=== Begin Enclosure ===

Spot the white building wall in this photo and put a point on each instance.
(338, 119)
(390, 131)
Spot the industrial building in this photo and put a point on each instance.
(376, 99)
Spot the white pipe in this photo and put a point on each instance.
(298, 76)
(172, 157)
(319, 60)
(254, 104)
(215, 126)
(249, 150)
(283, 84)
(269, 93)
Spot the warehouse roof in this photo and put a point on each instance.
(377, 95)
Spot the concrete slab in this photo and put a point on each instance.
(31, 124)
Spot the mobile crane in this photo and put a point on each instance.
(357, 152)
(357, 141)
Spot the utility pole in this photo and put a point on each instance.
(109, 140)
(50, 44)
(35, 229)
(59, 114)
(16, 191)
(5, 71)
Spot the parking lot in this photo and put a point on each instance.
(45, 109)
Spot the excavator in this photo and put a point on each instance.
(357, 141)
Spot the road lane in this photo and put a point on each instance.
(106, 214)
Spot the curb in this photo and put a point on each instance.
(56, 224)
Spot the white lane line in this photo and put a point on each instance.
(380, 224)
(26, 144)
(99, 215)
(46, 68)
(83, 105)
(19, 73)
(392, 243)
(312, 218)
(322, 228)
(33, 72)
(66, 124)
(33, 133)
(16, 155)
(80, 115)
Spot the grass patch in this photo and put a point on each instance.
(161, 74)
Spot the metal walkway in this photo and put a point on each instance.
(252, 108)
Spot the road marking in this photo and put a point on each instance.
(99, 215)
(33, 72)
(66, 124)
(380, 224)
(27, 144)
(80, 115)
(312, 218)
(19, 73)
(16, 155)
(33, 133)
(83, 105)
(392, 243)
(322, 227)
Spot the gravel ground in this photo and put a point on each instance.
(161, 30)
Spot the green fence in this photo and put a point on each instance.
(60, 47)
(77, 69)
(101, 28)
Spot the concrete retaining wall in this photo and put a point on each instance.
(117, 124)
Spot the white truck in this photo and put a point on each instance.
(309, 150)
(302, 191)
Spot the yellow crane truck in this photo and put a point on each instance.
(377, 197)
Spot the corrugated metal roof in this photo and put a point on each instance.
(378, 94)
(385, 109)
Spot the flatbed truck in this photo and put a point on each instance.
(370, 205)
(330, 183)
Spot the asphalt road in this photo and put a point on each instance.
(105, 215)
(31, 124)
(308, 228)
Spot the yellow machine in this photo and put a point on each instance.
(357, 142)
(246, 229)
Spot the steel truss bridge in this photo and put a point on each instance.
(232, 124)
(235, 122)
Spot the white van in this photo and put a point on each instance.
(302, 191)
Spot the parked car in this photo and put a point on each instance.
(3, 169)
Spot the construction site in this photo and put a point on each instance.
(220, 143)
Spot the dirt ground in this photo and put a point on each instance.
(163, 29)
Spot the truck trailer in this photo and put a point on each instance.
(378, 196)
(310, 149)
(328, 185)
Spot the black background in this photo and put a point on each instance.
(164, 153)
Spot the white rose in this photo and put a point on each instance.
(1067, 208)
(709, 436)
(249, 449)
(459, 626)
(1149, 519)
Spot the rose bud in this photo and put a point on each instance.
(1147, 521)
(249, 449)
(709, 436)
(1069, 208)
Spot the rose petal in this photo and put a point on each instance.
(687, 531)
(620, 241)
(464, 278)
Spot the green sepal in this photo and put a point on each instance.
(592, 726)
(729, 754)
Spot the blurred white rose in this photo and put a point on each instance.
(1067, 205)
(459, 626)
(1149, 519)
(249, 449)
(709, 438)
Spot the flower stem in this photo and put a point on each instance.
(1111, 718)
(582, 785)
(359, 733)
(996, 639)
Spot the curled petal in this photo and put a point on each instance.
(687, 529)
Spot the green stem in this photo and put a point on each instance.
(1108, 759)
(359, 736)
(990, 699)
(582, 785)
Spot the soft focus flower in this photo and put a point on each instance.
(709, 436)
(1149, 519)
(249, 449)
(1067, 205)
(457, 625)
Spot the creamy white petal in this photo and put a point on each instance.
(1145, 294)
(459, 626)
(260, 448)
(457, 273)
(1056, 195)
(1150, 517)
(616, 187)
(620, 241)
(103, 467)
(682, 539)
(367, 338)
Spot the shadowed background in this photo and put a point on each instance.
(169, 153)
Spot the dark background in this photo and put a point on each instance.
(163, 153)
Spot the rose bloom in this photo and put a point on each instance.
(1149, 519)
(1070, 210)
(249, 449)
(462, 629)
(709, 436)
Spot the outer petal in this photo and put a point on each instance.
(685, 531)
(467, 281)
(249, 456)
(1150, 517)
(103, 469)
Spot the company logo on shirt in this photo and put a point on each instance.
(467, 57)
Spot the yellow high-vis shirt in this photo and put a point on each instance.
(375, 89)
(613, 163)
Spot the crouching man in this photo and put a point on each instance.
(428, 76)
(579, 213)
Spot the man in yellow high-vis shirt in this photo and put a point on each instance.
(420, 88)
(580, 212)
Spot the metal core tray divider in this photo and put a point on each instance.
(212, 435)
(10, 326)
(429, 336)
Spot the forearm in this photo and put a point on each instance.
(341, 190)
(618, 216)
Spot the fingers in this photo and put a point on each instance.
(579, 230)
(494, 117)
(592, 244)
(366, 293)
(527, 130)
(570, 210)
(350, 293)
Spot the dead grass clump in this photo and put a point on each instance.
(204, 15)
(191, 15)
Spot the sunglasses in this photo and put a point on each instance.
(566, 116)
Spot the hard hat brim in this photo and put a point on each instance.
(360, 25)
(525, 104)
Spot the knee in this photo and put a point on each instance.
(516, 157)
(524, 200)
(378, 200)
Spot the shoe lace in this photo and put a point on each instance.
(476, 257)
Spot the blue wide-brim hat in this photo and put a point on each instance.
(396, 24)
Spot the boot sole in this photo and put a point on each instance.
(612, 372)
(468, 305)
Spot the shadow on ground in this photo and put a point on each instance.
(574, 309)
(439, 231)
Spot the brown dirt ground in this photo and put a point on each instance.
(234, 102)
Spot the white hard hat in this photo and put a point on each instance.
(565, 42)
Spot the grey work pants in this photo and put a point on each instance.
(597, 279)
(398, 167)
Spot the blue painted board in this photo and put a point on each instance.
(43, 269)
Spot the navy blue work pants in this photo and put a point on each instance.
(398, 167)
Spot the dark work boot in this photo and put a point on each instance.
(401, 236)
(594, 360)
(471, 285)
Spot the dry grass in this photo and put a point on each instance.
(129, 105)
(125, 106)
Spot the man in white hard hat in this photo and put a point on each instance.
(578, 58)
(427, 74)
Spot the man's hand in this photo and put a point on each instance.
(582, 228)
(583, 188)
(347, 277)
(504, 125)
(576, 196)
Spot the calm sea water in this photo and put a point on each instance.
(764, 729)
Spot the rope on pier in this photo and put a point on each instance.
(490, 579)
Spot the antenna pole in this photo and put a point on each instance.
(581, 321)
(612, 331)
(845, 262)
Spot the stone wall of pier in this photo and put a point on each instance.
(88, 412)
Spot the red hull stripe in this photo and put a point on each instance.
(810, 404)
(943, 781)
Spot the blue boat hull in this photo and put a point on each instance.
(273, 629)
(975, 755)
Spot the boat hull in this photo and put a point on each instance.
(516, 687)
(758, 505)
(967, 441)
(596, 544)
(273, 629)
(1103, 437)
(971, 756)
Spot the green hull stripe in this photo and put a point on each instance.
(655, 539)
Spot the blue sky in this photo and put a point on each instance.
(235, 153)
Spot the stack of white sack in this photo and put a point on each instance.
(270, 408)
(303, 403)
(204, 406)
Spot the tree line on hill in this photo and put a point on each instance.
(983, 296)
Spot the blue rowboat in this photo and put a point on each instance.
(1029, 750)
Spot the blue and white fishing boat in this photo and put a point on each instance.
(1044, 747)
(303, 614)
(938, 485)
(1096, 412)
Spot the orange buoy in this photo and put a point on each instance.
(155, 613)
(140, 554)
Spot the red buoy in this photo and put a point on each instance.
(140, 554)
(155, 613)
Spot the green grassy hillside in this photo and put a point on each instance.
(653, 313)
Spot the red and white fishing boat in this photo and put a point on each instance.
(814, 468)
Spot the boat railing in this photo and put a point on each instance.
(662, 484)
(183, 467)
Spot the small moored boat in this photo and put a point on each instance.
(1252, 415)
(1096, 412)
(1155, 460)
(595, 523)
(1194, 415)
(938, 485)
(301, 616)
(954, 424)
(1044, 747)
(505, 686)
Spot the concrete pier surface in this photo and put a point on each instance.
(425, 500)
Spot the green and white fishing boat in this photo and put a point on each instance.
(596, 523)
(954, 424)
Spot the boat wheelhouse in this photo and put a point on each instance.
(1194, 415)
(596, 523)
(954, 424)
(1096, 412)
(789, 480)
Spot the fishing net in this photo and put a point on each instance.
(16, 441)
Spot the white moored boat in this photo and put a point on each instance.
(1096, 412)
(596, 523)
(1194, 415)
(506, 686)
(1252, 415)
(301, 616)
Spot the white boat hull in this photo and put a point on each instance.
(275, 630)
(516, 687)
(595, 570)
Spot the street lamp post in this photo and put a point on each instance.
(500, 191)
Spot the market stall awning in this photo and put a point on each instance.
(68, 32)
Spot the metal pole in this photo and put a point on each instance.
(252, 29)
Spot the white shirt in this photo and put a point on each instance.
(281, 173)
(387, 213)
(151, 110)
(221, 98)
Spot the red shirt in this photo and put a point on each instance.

=== End Enclosure ===

Task to complete
Please transcribe exactly the line containing "Spot the white moored" and every line after it through the end of the records, and nothing else.

Exercise solution
Spot the white moored boat in this photo and put a point on each instance.
(1096, 412)
(596, 523)
(1194, 415)
(506, 686)
(1252, 415)
(301, 616)
Spot the white boat hull in this photo and put a point on each instance.
(275, 630)
(516, 687)
(595, 570)
Spot the street lamp post in this photo and put a point on each instance.
(500, 191)
Spot the market stall awning in this photo and put a point on each instance.
(68, 32)
Spot the metal pole in this photo and put a point on each instance.
(252, 29)
Spot the white shirt in this photo and put a point on each instance.
(281, 173)
(387, 213)
(151, 110)
(221, 98)
Spot the red shirt in this photo and put a point on each instance.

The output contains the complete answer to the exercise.